# Entries supplied:
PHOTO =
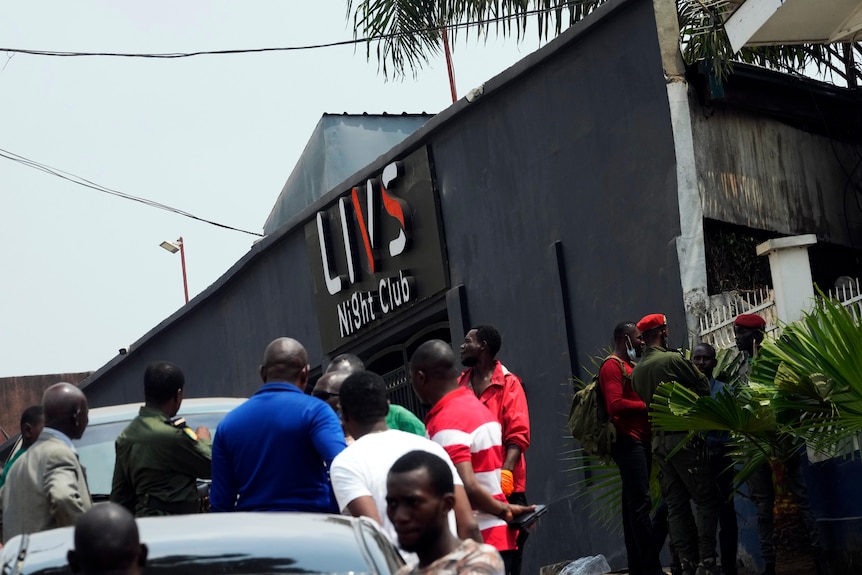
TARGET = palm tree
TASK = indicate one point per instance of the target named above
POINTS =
(804, 386)
(408, 32)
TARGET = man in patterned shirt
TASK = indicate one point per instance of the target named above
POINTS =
(420, 494)
(472, 437)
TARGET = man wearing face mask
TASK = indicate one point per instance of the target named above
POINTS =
(631, 451)
(685, 471)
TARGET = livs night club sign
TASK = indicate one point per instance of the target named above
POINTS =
(376, 251)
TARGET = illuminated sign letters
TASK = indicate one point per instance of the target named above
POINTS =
(376, 250)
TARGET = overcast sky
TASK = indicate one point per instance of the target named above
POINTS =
(216, 136)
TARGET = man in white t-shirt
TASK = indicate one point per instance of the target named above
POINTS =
(359, 472)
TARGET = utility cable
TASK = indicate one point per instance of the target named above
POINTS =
(100, 188)
(355, 41)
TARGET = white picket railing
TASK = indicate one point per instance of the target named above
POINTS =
(848, 292)
(716, 327)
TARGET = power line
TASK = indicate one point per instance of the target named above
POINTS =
(100, 188)
(355, 41)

# Required work:
Render the lines from the one containing "TARGET = utility cable" through the final line of the entries, both inclusive, as a JSON list of strings with one string per line and blank lines omitted.

# Response to the exercise:
[
  "TARGET = utility cable",
  "TASK = indicate one point per instance of the target named above",
  "POINTS =",
  "(100, 188)",
  "(355, 41)",
  "TARGET = white picket railing",
  "TASK = indicate one point per instance of the target named above",
  "POINTS =",
  "(848, 292)",
  "(716, 327)",
  "TARGET = power line",
  "TASK = indicate one point per instance of the target named above",
  "POINTS =",
  "(100, 188)",
  "(355, 41)"
]